■ Exercise requirements
Copy out only those lines running from the line with "Objective — a point for each instance of the white border" to the end of the listing, keeping each one exactly as it is.

■ Task input
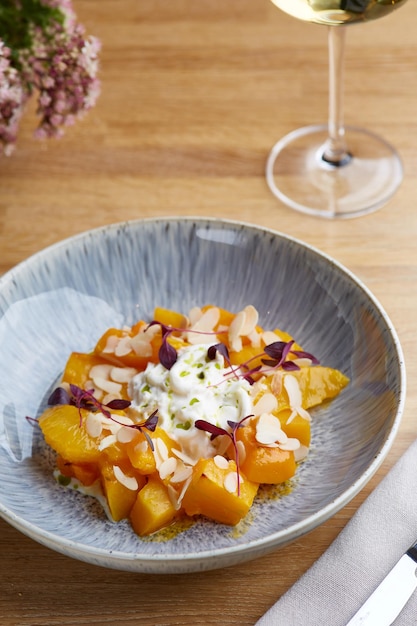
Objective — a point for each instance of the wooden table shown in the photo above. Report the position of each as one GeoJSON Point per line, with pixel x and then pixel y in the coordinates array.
{"type": "Point", "coordinates": [194, 95]}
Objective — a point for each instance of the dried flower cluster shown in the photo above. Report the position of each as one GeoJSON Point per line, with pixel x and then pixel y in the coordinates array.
{"type": "Point", "coordinates": [44, 49]}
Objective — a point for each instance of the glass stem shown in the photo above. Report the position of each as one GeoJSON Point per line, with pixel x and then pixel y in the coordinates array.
{"type": "Point", "coordinates": [335, 150]}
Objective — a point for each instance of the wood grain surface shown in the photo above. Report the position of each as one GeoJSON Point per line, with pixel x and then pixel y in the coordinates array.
{"type": "Point", "coordinates": [194, 95]}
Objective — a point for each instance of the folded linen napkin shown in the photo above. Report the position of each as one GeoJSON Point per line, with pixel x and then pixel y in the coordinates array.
{"type": "Point", "coordinates": [382, 529]}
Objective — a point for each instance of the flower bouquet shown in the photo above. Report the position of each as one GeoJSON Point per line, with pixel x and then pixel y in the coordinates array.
{"type": "Point", "coordinates": [44, 49]}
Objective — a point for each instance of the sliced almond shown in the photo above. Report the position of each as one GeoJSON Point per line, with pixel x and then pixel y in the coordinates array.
{"type": "Point", "coordinates": [267, 403]}
{"type": "Point", "coordinates": [230, 482]}
{"type": "Point", "coordinates": [221, 462]}
{"type": "Point", "coordinates": [124, 346]}
{"type": "Point", "coordinates": [167, 467]}
{"type": "Point", "coordinates": [251, 320]}
{"type": "Point", "coordinates": [122, 374]}
{"type": "Point", "coordinates": [269, 337]}
{"type": "Point", "coordinates": [205, 324]}
{"type": "Point", "coordinates": [129, 482]}
{"type": "Point", "coordinates": [268, 430]}
{"type": "Point", "coordinates": [182, 472]}
{"type": "Point", "coordinates": [125, 434]}
{"type": "Point", "coordinates": [93, 425]}
{"type": "Point", "coordinates": [111, 343]}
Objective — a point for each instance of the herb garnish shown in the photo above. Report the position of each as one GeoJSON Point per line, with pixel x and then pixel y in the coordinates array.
{"type": "Point", "coordinates": [216, 431]}
{"type": "Point", "coordinates": [84, 399]}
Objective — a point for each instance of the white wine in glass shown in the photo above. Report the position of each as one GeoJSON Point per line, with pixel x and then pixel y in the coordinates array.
{"type": "Point", "coordinates": [331, 170]}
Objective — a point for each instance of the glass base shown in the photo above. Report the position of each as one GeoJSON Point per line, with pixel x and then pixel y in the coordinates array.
{"type": "Point", "coordinates": [298, 175]}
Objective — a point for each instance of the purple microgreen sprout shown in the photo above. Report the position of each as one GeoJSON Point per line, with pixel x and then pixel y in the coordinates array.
{"type": "Point", "coordinates": [167, 353]}
{"type": "Point", "coordinates": [84, 399]}
{"type": "Point", "coordinates": [216, 431]}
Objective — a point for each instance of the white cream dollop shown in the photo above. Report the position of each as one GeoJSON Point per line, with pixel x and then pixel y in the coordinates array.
{"type": "Point", "coordinates": [196, 387]}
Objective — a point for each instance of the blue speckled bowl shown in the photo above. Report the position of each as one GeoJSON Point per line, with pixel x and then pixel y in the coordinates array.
{"type": "Point", "coordinates": [63, 298]}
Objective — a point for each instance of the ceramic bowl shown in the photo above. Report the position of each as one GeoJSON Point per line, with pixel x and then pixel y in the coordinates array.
{"type": "Point", "coordinates": [63, 298]}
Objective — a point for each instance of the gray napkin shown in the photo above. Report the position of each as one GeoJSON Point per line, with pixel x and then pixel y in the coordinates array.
{"type": "Point", "coordinates": [382, 529]}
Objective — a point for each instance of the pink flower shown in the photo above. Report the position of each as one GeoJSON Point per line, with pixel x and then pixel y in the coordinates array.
{"type": "Point", "coordinates": [12, 100]}
{"type": "Point", "coordinates": [61, 65]}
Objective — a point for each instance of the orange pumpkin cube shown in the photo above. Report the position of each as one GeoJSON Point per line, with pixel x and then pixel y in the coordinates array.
{"type": "Point", "coordinates": [120, 498]}
{"type": "Point", "coordinates": [213, 492]}
{"type": "Point", "coordinates": [153, 508]}
{"type": "Point", "coordinates": [64, 430]}
{"type": "Point", "coordinates": [263, 464]}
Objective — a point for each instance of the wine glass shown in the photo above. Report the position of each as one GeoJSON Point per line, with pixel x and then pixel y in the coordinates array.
{"type": "Point", "coordinates": [330, 170]}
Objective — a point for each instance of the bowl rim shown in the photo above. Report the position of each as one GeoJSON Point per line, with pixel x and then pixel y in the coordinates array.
{"type": "Point", "coordinates": [217, 557]}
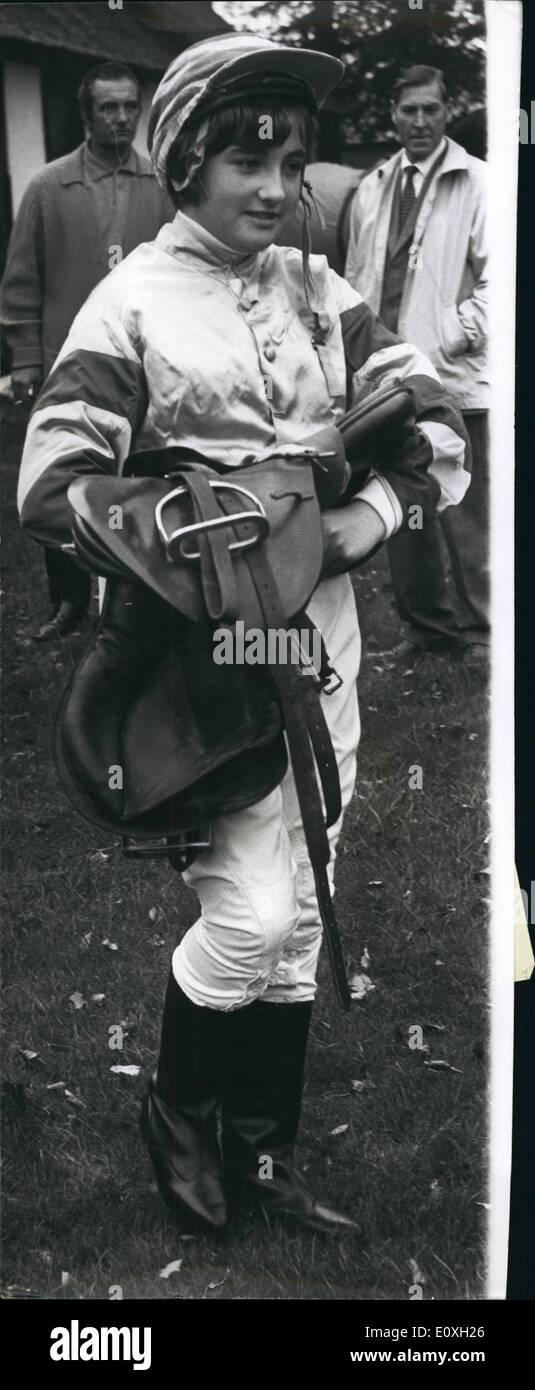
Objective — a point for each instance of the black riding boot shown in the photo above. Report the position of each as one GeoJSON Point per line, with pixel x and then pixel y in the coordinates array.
{"type": "Point", "coordinates": [179, 1112]}
{"type": "Point", "coordinates": [260, 1114]}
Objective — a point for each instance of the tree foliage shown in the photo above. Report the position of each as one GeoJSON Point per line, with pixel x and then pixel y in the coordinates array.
{"type": "Point", "coordinates": [375, 39]}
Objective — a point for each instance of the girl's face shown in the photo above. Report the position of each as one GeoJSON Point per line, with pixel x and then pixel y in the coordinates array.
{"type": "Point", "coordinates": [246, 193]}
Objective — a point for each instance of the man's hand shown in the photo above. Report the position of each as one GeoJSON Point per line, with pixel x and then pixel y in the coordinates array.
{"type": "Point", "coordinates": [25, 382]}
{"type": "Point", "coordinates": [349, 535]}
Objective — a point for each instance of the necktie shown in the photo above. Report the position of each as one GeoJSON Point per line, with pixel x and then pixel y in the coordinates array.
{"type": "Point", "coordinates": [409, 195]}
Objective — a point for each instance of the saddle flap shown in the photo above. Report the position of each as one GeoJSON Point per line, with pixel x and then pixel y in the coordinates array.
{"type": "Point", "coordinates": [122, 521]}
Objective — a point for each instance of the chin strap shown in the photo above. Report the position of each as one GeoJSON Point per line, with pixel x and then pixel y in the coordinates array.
{"type": "Point", "coordinates": [309, 203]}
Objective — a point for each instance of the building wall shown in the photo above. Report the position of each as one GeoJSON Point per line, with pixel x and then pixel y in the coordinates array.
{"type": "Point", "coordinates": [24, 127]}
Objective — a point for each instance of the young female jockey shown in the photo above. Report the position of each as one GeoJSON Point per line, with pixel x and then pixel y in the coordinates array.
{"type": "Point", "coordinates": [216, 339]}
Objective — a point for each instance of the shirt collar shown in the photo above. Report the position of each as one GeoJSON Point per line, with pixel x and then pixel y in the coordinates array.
{"type": "Point", "coordinates": [423, 166]}
{"type": "Point", "coordinates": [184, 234]}
{"type": "Point", "coordinates": [95, 168]}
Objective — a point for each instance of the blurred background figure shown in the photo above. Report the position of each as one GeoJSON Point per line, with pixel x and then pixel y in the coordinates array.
{"type": "Point", "coordinates": [417, 255]}
{"type": "Point", "coordinates": [79, 216]}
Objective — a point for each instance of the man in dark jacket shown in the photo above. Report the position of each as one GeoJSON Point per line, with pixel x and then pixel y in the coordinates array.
{"type": "Point", "coordinates": [79, 216]}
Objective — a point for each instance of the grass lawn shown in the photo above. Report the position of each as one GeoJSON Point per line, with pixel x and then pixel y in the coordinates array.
{"type": "Point", "coordinates": [395, 1140]}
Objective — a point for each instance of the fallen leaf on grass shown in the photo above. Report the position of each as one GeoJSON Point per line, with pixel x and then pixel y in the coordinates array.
{"type": "Point", "coordinates": [174, 1268]}
{"type": "Point", "coordinates": [439, 1065]}
{"type": "Point", "coordinates": [360, 986]}
{"type": "Point", "coordinates": [72, 1098]}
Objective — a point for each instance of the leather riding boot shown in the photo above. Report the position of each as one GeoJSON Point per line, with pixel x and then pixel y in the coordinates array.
{"type": "Point", "coordinates": [179, 1112]}
{"type": "Point", "coordinates": [260, 1115]}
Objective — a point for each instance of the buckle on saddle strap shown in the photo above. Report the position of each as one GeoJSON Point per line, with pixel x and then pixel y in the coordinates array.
{"type": "Point", "coordinates": [174, 544]}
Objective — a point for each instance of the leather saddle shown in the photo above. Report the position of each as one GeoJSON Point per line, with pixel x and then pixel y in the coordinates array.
{"type": "Point", "coordinates": [153, 737]}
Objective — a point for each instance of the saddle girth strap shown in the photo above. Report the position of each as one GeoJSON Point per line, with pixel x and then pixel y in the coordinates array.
{"type": "Point", "coordinates": [220, 590]}
{"type": "Point", "coordinates": [299, 697]}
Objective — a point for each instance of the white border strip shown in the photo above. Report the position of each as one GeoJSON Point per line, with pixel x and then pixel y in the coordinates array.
{"type": "Point", "coordinates": [503, 31]}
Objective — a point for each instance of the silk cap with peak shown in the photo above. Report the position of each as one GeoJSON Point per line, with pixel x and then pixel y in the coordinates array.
{"type": "Point", "coordinates": [207, 67]}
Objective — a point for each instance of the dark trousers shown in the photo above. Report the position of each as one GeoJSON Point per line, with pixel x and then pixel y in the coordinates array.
{"type": "Point", "coordinates": [441, 606]}
{"type": "Point", "coordinates": [66, 580]}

■ Result
Objective — a point for each instance of the white border strip shown in the photo above. Report the position of each as one GeoJSON Point per line, with pixel x and then pixel y in the coordinates array.
{"type": "Point", "coordinates": [503, 31]}
Objective — a point for each instance of the silk cap with peak shown in the photo above. Report the position of each as one GeoJSON Point per line, with pixel x and then pixel y in the coordinates array.
{"type": "Point", "coordinates": [207, 67]}
Objective — a point for each instance of the dark trousers shown in the photo above. Report the position of each as one GeoJSON Point per line, with pixel x and then pixel y in the coordinates array.
{"type": "Point", "coordinates": [441, 606]}
{"type": "Point", "coordinates": [66, 580]}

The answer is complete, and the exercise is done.